- _PROBLEM DESCRIPTION_
Output every entry verbatim.

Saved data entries
□ □ □ □ □

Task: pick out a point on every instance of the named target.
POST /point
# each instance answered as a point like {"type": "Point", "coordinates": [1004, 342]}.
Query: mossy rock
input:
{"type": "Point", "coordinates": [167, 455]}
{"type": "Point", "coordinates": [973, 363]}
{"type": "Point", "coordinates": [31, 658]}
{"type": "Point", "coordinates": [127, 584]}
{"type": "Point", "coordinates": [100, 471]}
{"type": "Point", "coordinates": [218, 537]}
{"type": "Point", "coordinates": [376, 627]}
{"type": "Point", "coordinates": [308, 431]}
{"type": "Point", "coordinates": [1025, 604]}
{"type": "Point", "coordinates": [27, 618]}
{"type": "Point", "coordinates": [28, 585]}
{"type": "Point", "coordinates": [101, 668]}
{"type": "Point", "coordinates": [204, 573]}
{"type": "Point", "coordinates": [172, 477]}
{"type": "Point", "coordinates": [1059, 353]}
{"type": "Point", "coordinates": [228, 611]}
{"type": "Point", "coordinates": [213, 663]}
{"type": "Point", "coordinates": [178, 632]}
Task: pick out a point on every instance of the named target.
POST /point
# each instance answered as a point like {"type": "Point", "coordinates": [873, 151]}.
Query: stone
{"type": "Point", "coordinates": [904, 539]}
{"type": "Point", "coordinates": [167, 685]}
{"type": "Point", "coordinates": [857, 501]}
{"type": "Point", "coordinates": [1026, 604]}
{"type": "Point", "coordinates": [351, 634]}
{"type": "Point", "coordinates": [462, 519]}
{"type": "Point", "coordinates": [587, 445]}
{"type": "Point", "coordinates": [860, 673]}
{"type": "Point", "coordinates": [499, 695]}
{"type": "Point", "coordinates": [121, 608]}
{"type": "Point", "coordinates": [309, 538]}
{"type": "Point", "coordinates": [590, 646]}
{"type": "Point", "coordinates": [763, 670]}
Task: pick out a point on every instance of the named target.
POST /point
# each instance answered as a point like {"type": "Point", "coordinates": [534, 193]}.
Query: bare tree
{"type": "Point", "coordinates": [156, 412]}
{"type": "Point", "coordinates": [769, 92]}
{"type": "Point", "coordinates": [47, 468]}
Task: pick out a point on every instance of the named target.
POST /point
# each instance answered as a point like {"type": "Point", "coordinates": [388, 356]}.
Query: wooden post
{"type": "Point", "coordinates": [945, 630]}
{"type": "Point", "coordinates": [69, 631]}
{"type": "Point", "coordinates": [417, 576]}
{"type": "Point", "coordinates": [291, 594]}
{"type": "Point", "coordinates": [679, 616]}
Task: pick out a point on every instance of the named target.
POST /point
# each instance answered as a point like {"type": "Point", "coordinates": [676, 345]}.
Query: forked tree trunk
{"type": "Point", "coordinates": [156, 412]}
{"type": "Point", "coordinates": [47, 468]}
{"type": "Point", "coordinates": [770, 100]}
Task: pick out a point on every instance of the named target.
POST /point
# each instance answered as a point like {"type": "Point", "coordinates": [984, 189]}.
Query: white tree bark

□ □ □ □ □

- _ANSWER TO THIS TASK_
Task: pick out a point on every instance of the named target.
POST /point
# each instance answered as a point like {"type": "Point", "coordinates": [1004, 342]}.
Query: mossy rock
input:
{"type": "Point", "coordinates": [167, 455]}
{"type": "Point", "coordinates": [973, 363]}
{"type": "Point", "coordinates": [31, 658]}
{"type": "Point", "coordinates": [127, 584]}
{"type": "Point", "coordinates": [100, 471]}
{"type": "Point", "coordinates": [218, 537]}
{"type": "Point", "coordinates": [376, 627]}
{"type": "Point", "coordinates": [308, 431]}
{"type": "Point", "coordinates": [1025, 604]}
{"type": "Point", "coordinates": [27, 618]}
{"type": "Point", "coordinates": [28, 585]}
{"type": "Point", "coordinates": [101, 668]}
{"type": "Point", "coordinates": [204, 573]}
{"type": "Point", "coordinates": [172, 477]}
{"type": "Point", "coordinates": [1059, 353]}
{"type": "Point", "coordinates": [228, 611]}
{"type": "Point", "coordinates": [213, 663]}
{"type": "Point", "coordinates": [178, 632]}
Task: pick out a point on every instance of the named target.
POST /point
# each instance answered as a point like {"type": "Point", "coordinates": [873, 151]}.
Query: stone
{"type": "Point", "coordinates": [904, 539]}
{"type": "Point", "coordinates": [167, 685]}
{"type": "Point", "coordinates": [857, 501]}
{"type": "Point", "coordinates": [1026, 604]}
{"type": "Point", "coordinates": [351, 634]}
{"type": "Point", "coordinates": [462, 519]}
{"type": "Point", "coordinates": [587, 445]}
{"type": "Point", "coordinates": [860, 673]}
{"type": "Point", "coordinates": [499, 695]}
{"type": "Point", "coordinates": [121, 608]}
{"type": "Point", "coordinates": [309, 538]}
{"type": "Point", "coordinates": [590, 646]}
{"type": "Point", "coordinates": [763, 670]}
Task: pick out a point on every instance of the named target.
POST /point
# each instance answered as a point like {"type": "Point", "coordinates": [534, 193]}.
Query: bare tree
{"type": "Point", "coordinates": [156, 412]}
{"type": "Point", "coordinates": [769, 92]}
{"type": "Point", "coordinates": [47, 468]}
Task: pick out a point on every instance of the named target.
POST /point
# each instance answered as a point like {"type": "Point", "coordinates": [388, 356]}.
Query: wooden post
{"type": "Point", "coordinates": [945, 630]}
{"type": "Point", "coordinates": [69, 631]}
{"type": "Point", "coordinates": [417, 576]}
{"type": "Point", "coordinates": [291, 594]}
{"type": "Point", "coordinates": [679, 616]}
Task: pick out a point on every instance of the named target.
POST /point
# each instance answered as a point like {"type": "Point", "coordinates": [676, 345]}.
Query: forked tree trunk
{"type": "Point", "coordinates": [156, 412]}
{"type": "Point", "coordinates": [47, 468]}
{"type": "Point", "coordinates": [770, 100]}
Task: pick out a point on every instance of the named target.
POST /point
# each instance answered as a point like {"type": "Point", "coordinates": [984, 189]}.
Query: white tree bark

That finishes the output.